• **Written request**
Can you print, unchanged, the lines of the listing between the one holding "Mark the lemon" and the one holding "[7,126,118,266]", inclusive?
+---+
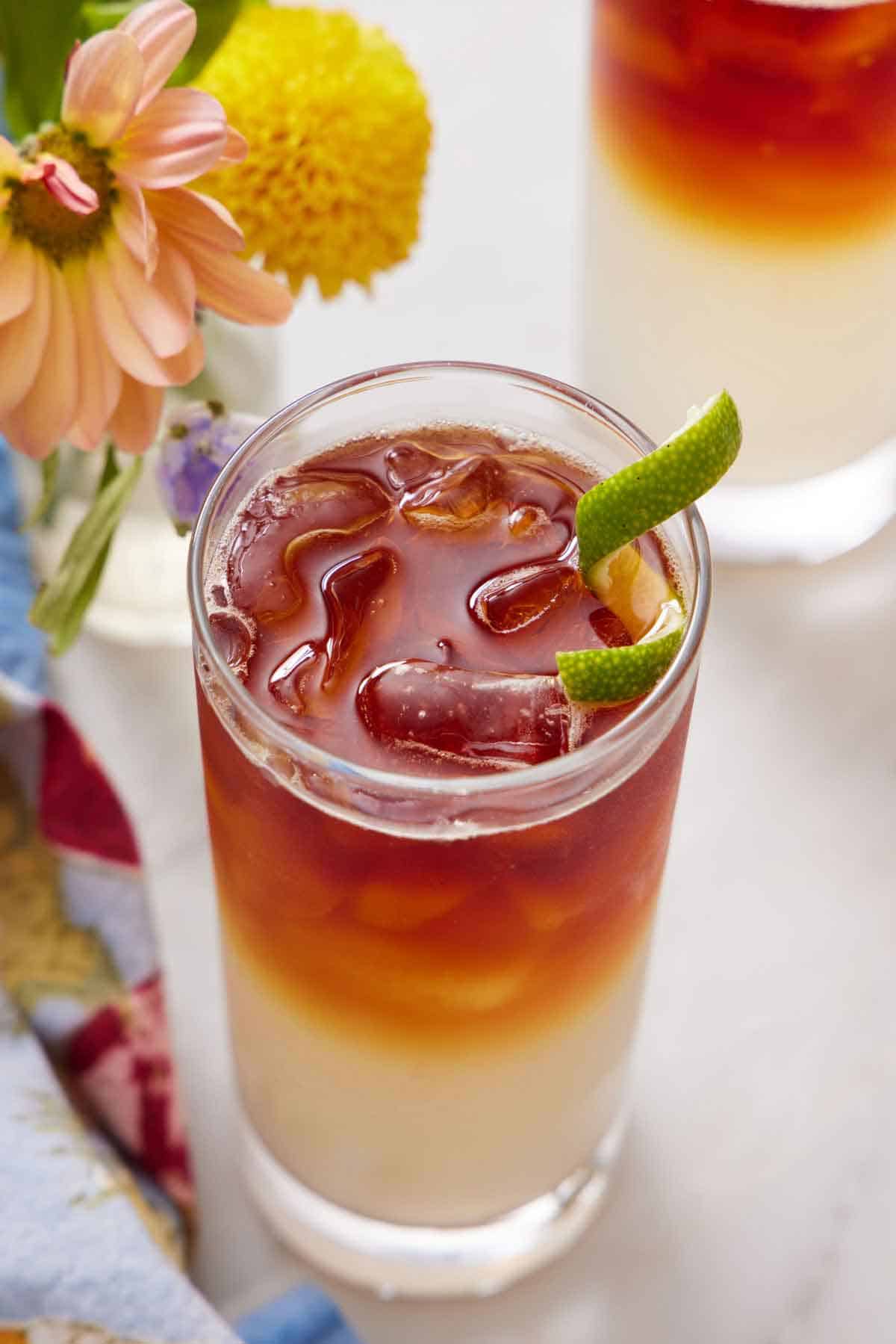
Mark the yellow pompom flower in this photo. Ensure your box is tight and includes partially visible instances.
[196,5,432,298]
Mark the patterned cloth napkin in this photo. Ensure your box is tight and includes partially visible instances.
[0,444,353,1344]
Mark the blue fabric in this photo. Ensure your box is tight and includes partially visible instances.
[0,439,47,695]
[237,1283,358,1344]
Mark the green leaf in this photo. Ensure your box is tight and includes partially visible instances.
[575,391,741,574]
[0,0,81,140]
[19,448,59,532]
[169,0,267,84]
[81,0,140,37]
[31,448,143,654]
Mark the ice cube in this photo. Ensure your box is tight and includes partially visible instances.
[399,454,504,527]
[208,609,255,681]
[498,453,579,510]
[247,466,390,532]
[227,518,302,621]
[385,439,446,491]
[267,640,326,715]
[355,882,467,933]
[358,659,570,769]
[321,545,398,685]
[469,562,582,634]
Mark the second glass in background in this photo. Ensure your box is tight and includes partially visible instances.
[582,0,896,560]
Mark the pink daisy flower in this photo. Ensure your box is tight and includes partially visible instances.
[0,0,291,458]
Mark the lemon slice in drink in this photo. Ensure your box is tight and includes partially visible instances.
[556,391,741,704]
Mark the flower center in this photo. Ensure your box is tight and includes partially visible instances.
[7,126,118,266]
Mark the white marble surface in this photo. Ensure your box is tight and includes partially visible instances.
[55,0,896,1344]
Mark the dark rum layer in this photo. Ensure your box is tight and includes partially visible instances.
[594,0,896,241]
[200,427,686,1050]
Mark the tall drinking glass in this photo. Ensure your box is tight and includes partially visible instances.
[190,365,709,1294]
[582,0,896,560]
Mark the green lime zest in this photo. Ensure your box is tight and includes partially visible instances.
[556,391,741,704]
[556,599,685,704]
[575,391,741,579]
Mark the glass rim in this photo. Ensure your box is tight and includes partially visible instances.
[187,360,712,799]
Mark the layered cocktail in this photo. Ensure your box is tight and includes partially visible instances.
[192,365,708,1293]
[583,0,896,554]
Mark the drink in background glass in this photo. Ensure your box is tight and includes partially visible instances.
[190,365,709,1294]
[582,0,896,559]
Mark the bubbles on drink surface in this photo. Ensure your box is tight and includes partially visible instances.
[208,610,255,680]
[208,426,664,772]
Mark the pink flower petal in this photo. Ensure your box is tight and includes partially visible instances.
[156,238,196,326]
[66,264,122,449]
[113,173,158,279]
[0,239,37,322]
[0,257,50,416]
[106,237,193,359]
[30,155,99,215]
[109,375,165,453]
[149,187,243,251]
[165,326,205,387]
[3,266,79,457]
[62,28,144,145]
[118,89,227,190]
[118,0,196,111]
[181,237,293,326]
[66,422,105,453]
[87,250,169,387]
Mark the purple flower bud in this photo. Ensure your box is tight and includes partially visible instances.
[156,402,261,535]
+---+
• **Problem solution**
Mark the lemon slice in drink in this photo. Ensure your box is tight and includes partially visible instances.
[556,391,741,704]
Mark the flower center in this photo. Ensure your box is tight and includes partially visible instances.
[7,126,118,266]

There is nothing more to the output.